The same sensitivity is evident in the Court’s treatment of the Council’s alternative submission, which was that any retrospectivity or frustration of the Applicant’s legitimate expectations could be justified by reference to the Council’s objectives. Again, the objectives relied upon (“consolidating and supporting human rights and international humanitarian law”) were of a nature far removed from the economic context in which the Court’s general principles were settled. The Court accepted that correction of errors in sanctioning measures could contribute to this aim, and that this was in the general interest (para 219). Nevertheless, the Court concluded that the Council “failed to have due regard for the applicant’s legitimate expectations by adopting restrictive measures with retroactive effect against him” (para 241). Here, again, the Court demonstrated an acute awareness of the human situation before it, reasoning (at para 246) that the Council’s error correction prerogative was “subject to limits, namely observance of the principle of the protection of legitimate expectations”, cautioning that “the compliance with which is all the more important” in the sanctions context “since the consequences for the legal situation of the persons and entities concerned by the restrictive measures are not insignificant”. The Court’s assessment, like the author’s above, might, perhaps be accused of understatement.
Conclusion
Standing back, the Court’s approach in the instant case is – it is suggested – an instance of the kind of self-reflection urged by Mendes. Faced with a situation far removed from that considered in the leading authorities, the Court stood back and interrogated what principles underlay those decisions, and how they ought to apply in the much changed context of the Union activity in issue in the particular case before it. To return to one of Mendes’ themes, such introspection (judicial and scholarly) is not only welcome, but also essential to the continued legitimacy of the EU legal order.

● DATA RECORDS

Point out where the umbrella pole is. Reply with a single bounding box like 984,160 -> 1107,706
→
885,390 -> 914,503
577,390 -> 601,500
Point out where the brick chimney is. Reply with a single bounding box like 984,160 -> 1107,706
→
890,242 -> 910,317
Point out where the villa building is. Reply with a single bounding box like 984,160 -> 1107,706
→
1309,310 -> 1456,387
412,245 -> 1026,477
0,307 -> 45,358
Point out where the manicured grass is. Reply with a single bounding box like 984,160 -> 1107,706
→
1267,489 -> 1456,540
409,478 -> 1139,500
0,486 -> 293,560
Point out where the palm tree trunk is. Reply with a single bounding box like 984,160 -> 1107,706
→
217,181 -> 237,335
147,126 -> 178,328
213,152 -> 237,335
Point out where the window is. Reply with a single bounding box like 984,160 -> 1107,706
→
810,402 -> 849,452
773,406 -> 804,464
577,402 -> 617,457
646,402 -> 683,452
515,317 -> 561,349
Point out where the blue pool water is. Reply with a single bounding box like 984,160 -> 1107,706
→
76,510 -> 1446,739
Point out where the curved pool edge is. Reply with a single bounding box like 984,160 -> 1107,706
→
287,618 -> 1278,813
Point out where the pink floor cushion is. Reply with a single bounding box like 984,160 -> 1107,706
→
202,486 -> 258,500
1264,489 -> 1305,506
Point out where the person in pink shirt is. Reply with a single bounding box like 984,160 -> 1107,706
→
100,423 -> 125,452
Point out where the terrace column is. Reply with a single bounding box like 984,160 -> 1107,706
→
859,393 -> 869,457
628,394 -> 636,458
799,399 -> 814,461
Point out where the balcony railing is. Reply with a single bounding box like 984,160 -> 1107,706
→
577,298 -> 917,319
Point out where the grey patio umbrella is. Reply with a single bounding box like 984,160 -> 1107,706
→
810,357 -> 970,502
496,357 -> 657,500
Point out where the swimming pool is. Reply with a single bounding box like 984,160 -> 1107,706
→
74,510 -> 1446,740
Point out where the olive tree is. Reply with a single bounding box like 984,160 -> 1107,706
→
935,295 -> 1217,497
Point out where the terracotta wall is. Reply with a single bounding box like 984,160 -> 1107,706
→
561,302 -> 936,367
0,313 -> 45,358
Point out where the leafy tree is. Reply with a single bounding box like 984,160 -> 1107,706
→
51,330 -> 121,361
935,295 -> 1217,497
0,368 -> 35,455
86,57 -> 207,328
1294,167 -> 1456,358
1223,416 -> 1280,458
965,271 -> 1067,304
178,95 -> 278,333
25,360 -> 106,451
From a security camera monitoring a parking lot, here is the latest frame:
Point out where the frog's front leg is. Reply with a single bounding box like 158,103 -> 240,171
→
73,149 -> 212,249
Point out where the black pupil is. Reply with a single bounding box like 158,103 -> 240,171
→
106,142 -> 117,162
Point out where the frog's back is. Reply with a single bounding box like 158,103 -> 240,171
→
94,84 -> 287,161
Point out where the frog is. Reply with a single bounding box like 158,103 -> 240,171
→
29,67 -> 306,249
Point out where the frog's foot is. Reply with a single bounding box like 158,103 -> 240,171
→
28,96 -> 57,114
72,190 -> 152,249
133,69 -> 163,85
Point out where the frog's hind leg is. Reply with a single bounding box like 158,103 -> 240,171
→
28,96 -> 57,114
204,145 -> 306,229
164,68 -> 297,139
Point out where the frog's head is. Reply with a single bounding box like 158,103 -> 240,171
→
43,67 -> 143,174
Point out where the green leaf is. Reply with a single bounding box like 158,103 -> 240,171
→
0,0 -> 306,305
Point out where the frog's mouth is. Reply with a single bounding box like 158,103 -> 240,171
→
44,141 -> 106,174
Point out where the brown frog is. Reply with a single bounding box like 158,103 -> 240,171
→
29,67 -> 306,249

● WORK TO COMPLETE
In the commentary, what objectives did the Council rely on to justify the retrospectivity? Please answer from the commentary alone, not from the rows.

● PROBLEM SOLUTION
Consolidating and supporting human rights and international humanitarian law.